----- Raw data -----

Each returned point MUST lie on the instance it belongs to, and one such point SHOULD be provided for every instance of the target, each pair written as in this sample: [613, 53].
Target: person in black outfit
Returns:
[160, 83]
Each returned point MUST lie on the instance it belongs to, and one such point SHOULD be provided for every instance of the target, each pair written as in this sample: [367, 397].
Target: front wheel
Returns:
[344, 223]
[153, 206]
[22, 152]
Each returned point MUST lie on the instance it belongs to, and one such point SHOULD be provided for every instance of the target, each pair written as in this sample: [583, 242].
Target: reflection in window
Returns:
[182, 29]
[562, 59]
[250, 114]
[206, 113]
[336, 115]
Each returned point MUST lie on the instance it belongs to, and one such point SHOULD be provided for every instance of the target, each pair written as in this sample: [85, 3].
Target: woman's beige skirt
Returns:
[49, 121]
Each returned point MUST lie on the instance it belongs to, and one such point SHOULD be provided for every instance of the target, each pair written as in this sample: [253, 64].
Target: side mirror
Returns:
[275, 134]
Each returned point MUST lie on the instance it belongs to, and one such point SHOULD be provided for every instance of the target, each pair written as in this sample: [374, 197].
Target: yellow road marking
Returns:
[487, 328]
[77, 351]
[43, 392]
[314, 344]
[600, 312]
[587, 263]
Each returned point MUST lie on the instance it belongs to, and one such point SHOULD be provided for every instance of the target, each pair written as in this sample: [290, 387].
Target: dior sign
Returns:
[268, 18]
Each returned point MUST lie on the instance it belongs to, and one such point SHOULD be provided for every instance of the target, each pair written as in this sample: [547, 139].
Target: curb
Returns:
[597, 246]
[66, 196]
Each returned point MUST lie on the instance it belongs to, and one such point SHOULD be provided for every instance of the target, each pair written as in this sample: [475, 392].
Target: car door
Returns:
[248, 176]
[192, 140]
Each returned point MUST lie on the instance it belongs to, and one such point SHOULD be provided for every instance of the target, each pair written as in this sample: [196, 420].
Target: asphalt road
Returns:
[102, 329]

-----

Please copy the material above word for word, keeping every line as it is.

Each returned point MUST lie on the instance it belongs to, and one such point SHOULD be provided for every instance of the target, each pair written as in this sample: [613, 53].
Target: person in black outfit
Returns:
[160, 83]
Each returned point MUST lie on the instance it belongs to, and one such point SHOULD be provided for every instance of the target, each pair written as in this sample: [367, 397].
Target: front wheel
Returns:
[344, 223]
[153, 206]
[22, 152]
Each returned point MUST lie on the instance it belongs to, and one such point SHOULD be provided for every instance of the target, each pair written as in this sample: [583, 242].
Target: reflection in window
Returns:
[182, 29]
[562, 59]
[250, 114]
[206, 113]
[336, 115]
Each returned point MUST lie on the instance it belongs to, and one such point SHOULD be provided for every instance of the target, each pair written as in this sample: [85, 3].
Target: woman's beige skirt
Returns:
[49, 121]
Each returned point MUST lie on the instance it belongs to, and one such point SHOULD be provided for every instance of the target, each pair written as in this sample: [253, 64].
Target: side mirror
Returns:
[275, 134]
Each returned point MUST lie on the instance it belongs to, and one such point SHOULD be provided for every instance of the target, each pair written as in this sample: [374, 197].
Target: yellow road marking
Returns:
[487, 328]
[77, 351]
[43, 392]
[314, 344]
[600, 312]
[587, 263]
Each returned point MUST lie on the instance it belongs to, and one such point SHOULD be provided for every instance of the target, each pair written as in this sample: [290, 387].
Target: dior sign
Returns:
[268, 18]
Each returned point MUST lie on the instance it belongs to, and one such point SHOULD be provided for every instance of the target, each pair written as in this sample: [547, 139].
Target: curb
Returns:
[597, 246]
[66, 196]
Each returned point MUST lie on the instance it belongs to, and one such point SHOULD be provided for every instance of the target, each pair written as in this sample: [475, 392].
Target: car door
Returns:
[248, 176]
[192, 140]
Each returned point MUST lie on the instance it belongs to, and one such point SHOULD be provided for every instance of the target, each pair written as in this sample: [196, 420].
Target: asphalt road
Returns:
[102, 329]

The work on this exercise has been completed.